**SET OF TASKS**:
A: From the account of the syringe-exchange sunset hearing, reproduce the text from "Representative Peh, the" up to and including "sunset to 07/01/2031.".
B: In the account of the syringe-exchange sunset hearing, to what date would the proposed amendment push the sunset?

Representative Peh, the bill sponsor, asked the committee to extend the statutory sunset on the state's harm-reduction syringe-exchange framework enacted in 2021 and moved to adopt an amendment that would push the sunset to 07/01/2031.
Why it matters: The program supports syringe exchange and outreach intended to reduce disease spread and link people who use drugs to treatment. Sponsors said the framework has produced outreach and reported overdose reversals; some legislators said missing outcome measures make it hard to fully evaluate the policy.
Representative Peh outlined results the sponsor said the program has produced since enactment in 2021: "We've had 8,896 individuals who've been contacted. We've had specifically 1,528 referrals for testing, for substance use order counseling, and treatment. And I think most importantly, we've had about 1,212 overdose reversals," Peh said. Peh told the committee the amendment would provide "certainty to our partners and collaborators across the state" and argued the extension would help programs pursue federal funding opportunities.

**DATASET ENTRIES**:
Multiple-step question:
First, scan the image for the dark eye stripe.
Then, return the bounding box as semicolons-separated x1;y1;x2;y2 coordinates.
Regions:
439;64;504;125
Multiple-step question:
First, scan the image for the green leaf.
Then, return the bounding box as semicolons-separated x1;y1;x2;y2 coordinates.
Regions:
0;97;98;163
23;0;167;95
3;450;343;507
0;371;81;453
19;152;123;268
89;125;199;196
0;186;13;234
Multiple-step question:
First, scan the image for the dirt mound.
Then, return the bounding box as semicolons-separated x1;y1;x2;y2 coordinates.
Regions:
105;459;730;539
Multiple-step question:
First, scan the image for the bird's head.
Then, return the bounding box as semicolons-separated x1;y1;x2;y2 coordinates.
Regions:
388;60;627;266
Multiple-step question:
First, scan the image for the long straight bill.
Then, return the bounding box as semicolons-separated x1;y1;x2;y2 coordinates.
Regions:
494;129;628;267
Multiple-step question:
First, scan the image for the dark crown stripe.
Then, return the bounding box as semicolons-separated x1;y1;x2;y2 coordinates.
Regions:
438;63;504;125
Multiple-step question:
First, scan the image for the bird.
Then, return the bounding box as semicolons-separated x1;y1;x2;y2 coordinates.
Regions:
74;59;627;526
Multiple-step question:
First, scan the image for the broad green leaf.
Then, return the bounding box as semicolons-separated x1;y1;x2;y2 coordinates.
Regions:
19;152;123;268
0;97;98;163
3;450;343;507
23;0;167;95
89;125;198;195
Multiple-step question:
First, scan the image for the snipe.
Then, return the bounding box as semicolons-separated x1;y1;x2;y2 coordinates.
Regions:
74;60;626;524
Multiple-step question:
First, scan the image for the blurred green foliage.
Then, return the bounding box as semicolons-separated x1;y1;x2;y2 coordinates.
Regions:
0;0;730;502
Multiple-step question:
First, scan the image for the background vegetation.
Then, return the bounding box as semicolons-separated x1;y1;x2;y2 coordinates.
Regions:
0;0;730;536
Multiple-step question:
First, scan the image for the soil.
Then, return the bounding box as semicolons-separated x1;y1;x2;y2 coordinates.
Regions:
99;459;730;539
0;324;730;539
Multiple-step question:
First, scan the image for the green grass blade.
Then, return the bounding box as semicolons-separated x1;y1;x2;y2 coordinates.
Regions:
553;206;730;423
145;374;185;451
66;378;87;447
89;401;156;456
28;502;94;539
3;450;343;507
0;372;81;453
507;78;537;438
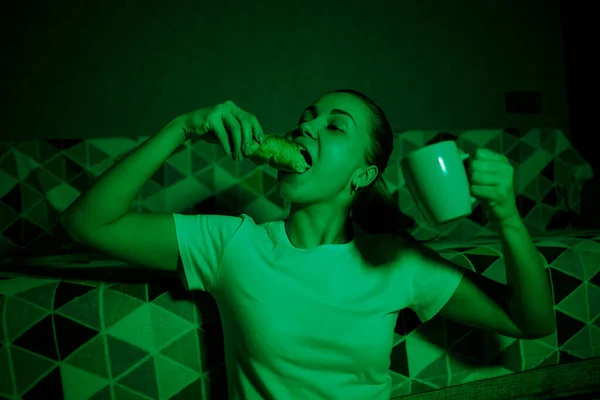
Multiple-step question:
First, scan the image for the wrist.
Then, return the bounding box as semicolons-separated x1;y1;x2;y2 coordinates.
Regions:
496;215;525;233
159;116;191;144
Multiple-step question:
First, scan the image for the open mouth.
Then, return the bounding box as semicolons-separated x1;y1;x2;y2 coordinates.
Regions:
300;148;313;171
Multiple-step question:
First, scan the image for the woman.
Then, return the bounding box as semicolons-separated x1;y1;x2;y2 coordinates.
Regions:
61;90;550;400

**OUTPUTS BY TASK**:
A:
Representative Peh, the bill sponsor, asked the committee to extend the statutory sunset on the state's harm-reduction syringe-exchange framework enacted in 2021 and moved to adopt an amendment that would push the sunset to 07/01/2031.

B: 07/01/2031